- **Documento**:

# # # # # # #

Produção sustentável e automatizada
Em tempos de discussão da Rio+20 e desenvolvimento sustentável, entrevistamos o pesquisador João Carlos Ferreira sobre suas pesquisas na área de manufatura digital e ambientalmente correta.
A automatização da manufatura e a preocupação com o desenvolvimento sustentável são duas áreas que estão ganhando maior ênfase nos últimos anos. O professor João Carlos Ferreira, do Departamento de Engenharia Mecânica da Universidade Federal de Santa Catarina (UFSC), iniciou seus trabalhos com manufatura digital na década de 80 e atualmente desenvolve, em parceria com o professor Alberto José Alvares da Universidade de Brasília (UnB), projetos na área de manufatura eletrônica, como fabricação de peças via internet. Em 2008, Ferreira decidiu aliar sua experiência em manufatura digital com a preocupação com o meio ambiente e passou a atuar em uma nova linha de pesquisa, a manufatura sustentável. Nesta entrevista para a revista Manufatura em Foco, ele conta como as pesquisas estão caminhando, quais as contribuições para a indústria e como o setor industrial também tem contribuído para suas pesquisas.

# # # # # # #

- **Conjunto de dados**:
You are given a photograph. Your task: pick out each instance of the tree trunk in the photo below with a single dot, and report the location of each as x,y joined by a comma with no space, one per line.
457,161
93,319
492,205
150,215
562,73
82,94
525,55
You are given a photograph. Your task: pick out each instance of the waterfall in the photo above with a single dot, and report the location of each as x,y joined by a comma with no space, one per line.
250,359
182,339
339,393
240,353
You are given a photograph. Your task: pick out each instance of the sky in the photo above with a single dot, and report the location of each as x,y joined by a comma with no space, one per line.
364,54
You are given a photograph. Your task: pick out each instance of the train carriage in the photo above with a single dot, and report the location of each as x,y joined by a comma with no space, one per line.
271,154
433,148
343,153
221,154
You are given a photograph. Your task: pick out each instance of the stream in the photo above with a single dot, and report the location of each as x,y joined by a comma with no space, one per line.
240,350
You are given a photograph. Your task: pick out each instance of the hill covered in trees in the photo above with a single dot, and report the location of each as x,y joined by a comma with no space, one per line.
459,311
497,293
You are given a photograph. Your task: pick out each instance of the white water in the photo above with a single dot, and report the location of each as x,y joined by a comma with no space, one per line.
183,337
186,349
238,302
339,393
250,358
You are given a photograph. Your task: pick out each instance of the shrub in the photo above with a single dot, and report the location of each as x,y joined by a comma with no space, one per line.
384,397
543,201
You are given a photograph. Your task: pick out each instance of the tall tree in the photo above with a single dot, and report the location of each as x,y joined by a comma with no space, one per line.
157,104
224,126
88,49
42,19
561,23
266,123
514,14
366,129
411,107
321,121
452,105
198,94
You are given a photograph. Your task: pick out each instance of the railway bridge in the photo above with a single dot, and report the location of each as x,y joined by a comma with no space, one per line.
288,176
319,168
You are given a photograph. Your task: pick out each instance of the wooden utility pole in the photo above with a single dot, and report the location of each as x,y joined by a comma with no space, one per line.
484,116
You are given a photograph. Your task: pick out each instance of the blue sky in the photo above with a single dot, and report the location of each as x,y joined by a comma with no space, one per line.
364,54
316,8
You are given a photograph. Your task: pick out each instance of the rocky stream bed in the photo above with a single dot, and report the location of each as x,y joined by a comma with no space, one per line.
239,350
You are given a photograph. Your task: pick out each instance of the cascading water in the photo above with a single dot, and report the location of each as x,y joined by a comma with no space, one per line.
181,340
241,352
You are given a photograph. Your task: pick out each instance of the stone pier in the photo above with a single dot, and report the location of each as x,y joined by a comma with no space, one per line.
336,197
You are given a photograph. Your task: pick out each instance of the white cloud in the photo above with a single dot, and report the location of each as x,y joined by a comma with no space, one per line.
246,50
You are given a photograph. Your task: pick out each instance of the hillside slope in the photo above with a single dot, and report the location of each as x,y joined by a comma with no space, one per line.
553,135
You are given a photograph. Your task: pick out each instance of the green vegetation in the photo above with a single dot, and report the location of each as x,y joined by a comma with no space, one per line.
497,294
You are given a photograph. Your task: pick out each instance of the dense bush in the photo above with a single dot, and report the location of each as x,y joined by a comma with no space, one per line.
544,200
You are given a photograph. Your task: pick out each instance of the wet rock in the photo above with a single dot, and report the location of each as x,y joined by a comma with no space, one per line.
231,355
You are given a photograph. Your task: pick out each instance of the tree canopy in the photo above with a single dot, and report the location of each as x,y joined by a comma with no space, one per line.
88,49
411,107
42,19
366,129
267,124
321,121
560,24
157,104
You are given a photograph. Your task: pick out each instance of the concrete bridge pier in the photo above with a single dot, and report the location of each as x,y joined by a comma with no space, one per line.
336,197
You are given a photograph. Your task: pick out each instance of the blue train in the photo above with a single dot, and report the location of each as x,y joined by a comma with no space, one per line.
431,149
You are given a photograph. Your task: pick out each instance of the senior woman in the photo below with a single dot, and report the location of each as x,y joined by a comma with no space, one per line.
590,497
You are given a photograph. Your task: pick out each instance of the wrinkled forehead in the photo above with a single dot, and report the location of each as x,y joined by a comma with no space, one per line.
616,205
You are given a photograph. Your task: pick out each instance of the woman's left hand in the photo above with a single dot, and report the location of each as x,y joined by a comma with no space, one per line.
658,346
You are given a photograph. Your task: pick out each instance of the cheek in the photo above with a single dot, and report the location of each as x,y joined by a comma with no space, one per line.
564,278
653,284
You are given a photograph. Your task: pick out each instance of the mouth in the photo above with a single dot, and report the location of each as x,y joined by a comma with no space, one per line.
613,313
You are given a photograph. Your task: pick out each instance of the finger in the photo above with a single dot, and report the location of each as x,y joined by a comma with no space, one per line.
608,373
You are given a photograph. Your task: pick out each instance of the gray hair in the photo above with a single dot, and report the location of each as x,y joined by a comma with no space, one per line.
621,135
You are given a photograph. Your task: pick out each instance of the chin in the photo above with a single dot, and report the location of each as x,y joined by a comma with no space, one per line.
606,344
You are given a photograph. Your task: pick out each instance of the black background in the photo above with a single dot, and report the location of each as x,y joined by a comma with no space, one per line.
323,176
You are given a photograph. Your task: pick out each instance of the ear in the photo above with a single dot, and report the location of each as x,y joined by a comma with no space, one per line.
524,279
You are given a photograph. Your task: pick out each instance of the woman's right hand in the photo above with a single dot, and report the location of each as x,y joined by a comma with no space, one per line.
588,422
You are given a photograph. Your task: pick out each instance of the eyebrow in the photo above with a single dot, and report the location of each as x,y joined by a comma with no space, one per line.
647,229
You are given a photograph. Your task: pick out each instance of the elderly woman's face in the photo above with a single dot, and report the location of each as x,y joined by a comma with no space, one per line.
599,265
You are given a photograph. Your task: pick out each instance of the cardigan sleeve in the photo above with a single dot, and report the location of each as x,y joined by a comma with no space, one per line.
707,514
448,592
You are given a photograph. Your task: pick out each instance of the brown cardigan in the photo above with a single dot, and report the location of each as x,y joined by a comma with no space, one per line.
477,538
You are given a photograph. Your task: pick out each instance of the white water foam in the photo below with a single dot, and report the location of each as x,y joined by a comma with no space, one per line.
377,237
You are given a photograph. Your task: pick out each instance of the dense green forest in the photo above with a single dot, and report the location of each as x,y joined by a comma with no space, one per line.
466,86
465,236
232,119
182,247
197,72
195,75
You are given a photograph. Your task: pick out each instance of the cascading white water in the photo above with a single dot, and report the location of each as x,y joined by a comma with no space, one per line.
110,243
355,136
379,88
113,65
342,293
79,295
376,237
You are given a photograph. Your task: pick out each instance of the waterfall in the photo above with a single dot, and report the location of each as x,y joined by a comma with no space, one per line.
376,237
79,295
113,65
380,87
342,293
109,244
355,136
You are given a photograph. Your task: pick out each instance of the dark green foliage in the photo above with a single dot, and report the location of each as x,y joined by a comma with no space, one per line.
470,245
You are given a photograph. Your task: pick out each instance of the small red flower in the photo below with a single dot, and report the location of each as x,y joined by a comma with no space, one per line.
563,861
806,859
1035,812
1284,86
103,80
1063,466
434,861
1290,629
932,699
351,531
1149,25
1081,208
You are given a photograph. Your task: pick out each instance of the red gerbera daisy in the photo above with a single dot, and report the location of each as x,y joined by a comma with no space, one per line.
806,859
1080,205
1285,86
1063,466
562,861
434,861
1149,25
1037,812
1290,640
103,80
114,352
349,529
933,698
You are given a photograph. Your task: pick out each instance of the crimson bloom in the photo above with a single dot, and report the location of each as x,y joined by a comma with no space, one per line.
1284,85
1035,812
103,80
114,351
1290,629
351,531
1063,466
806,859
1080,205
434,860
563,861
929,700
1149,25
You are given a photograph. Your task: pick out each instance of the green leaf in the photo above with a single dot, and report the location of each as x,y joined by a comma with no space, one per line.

# # # # # # #

- **Exercício 1**: Transcreva literalmente o trecho do texto sobre manufatura sustentável que vai de "Produção sustentável e" até "e ambientalmente correta.".
- **Exercício 2**: Dê continuidade ao texto sobre manufatura sustentável a partir do ponto em que ele termina.
O material constitui conteúdo à parte, independente do texto sobre manufatura sustentável.

- **Resposta final 1**:
Produção sustentável e automatizada
Em tempos de discussão da Rio+20 e desenvolvimento sustentável, entrevistamos o pesquisador João Carlos Ferreira sobre suas pesquisas na área de manufatura digital e ambientalmente correta.

- **Resposta final 2**:
MF – Muito se fala no desenvolvimento sustentável, mas isso pode significar um custo que as empresas não estão dispostas a arcar. Como seria possível convencer a indústria a apostar na manufatura sustentável?
João Carlos Ferreira – Isso foi discutido na semana passada durante a Rio+20. Existem algumas maneiras, como a legislação e criação de selos atestando esse novo modelo de produção. Então, para alçarmos este selo, o que temos que fazer? Vamos reduzir o uso do fluido de corte, reutilizar e restaurar as ferramentas e reduzir o consumo de energia em nossas máquinas. É preciso projetar um produto, tanto quanto elaborar processos de fabricação de forma sustentável, sem esquecer o aspecto inovador.
Eu entendo que a inovação não pode deixar a preservação ambiental de lado. É preciso inovar de forma que reduza os custos de produção de novos produtos e também reduza os malefícios ambientais para o futuro em 40, 50 anos. Não adianta você inovar com um material mais barato, com a mesma função que o anterior, se o meio ambiente for deixado de lado.
MF – Dentro dessa linha de pesquisa, quais seriam as contribuições práticas?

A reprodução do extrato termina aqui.